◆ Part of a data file
================================

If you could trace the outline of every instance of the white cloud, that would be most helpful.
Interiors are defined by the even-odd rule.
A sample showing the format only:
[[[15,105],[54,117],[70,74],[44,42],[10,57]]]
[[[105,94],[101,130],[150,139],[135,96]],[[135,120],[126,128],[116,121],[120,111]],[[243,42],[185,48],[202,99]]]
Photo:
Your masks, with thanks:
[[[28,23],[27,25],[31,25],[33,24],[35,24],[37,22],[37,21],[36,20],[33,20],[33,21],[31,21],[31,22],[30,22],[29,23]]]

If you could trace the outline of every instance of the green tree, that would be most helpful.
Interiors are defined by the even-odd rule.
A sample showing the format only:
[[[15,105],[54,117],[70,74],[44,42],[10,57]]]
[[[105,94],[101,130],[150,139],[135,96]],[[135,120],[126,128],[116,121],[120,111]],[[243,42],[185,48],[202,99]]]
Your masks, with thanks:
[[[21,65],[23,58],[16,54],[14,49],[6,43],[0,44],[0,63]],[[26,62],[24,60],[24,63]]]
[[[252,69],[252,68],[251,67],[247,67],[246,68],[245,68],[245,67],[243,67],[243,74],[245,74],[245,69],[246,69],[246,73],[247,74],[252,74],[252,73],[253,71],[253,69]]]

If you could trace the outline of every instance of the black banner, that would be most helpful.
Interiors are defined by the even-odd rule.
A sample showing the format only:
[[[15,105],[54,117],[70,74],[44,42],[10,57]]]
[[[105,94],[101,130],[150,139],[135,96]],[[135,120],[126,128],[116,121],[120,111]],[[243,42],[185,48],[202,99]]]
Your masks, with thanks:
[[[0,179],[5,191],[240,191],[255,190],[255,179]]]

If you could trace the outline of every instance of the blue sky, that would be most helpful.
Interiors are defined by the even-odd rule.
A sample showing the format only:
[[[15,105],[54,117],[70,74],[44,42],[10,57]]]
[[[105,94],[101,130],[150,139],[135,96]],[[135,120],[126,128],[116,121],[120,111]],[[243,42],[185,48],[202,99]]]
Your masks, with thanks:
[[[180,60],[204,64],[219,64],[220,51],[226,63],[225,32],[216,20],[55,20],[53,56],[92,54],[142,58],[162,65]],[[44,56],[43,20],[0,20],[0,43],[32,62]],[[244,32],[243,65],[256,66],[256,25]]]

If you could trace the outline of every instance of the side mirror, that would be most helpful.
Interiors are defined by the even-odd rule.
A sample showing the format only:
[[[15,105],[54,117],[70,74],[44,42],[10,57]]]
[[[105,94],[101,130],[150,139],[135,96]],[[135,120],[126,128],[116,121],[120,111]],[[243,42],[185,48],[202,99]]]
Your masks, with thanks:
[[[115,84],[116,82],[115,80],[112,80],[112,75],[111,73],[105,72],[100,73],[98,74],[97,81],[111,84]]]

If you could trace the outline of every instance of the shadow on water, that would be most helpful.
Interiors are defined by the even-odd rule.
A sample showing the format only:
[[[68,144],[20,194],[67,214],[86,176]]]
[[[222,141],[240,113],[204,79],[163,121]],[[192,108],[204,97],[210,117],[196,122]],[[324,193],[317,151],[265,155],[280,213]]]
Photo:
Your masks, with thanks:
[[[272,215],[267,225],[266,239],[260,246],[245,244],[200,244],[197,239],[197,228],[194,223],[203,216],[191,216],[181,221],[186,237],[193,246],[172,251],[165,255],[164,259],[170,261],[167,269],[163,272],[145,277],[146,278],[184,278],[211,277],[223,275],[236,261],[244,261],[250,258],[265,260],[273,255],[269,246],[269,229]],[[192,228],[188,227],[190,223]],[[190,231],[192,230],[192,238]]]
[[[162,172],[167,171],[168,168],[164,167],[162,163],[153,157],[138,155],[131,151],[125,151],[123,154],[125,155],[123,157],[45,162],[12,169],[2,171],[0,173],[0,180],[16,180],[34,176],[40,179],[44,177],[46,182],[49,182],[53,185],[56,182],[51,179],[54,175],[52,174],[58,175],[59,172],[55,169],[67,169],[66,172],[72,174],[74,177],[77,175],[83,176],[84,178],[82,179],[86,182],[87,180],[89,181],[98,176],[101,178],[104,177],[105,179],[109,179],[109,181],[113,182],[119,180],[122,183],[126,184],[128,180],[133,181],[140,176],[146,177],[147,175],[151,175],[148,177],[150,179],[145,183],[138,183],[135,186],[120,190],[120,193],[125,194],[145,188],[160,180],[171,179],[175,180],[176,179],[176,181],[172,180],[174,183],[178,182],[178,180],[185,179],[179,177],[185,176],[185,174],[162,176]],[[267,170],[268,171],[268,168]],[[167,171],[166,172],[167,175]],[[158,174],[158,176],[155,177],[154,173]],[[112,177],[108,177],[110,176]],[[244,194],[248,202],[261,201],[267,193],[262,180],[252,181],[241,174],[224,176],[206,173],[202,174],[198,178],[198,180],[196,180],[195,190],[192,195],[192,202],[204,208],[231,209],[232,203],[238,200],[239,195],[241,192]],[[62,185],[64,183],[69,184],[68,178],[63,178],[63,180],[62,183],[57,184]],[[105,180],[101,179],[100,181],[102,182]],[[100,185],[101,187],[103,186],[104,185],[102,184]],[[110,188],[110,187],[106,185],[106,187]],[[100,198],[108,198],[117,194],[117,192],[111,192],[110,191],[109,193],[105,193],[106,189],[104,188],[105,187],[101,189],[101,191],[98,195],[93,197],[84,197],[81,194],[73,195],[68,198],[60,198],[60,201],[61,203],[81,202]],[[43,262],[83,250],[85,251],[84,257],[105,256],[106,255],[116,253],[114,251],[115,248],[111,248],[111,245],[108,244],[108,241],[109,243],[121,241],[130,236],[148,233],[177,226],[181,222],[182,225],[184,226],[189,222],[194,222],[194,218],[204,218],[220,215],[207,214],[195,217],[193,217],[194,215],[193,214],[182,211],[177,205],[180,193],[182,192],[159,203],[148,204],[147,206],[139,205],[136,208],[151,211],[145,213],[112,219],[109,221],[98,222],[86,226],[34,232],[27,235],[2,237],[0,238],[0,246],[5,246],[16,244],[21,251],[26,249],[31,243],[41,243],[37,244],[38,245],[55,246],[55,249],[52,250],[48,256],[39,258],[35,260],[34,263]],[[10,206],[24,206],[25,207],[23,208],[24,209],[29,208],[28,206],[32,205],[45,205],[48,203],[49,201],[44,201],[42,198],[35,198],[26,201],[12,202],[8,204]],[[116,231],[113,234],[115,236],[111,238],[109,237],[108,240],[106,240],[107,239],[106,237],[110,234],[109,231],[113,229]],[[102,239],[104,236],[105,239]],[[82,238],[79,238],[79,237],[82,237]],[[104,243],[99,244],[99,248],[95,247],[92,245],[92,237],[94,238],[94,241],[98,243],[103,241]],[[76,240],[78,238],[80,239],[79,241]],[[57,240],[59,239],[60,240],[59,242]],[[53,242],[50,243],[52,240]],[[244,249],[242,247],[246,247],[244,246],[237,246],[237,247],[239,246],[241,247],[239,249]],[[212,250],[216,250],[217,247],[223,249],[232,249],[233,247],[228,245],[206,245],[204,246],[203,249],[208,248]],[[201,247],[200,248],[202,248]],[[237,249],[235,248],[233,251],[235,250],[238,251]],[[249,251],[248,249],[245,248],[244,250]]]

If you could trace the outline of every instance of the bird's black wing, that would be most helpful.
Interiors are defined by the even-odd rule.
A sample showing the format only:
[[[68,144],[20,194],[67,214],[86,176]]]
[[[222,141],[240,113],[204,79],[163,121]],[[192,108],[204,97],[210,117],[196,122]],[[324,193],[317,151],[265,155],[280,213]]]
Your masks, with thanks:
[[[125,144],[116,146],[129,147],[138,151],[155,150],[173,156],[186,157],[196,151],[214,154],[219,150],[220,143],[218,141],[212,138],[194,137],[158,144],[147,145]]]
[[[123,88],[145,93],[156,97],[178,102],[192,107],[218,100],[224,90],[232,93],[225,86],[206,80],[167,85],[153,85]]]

================================

◆ Aim of the exercise
Collect every line in the data above that contains the word "instance".

◆ Solution to this exercise
If you could trace the outline of every instance of the white cloud, that would be most helpful.
If you could trace the outline of every instance of the green tree, that would be most helpful.
If you could trace the outline of every instance of the black banner, that would be most helpful.
If you could trace the outline of every instance of the blue sky, that would be most helpful.
If you could trace the outline of every instance of the side mirror, that would be most helpful.
If you could trace the outline of every instance of the shadow on water, that would be most helpful.
If you could trace the outline of every instance of the bird's black wing, that would be most helpful.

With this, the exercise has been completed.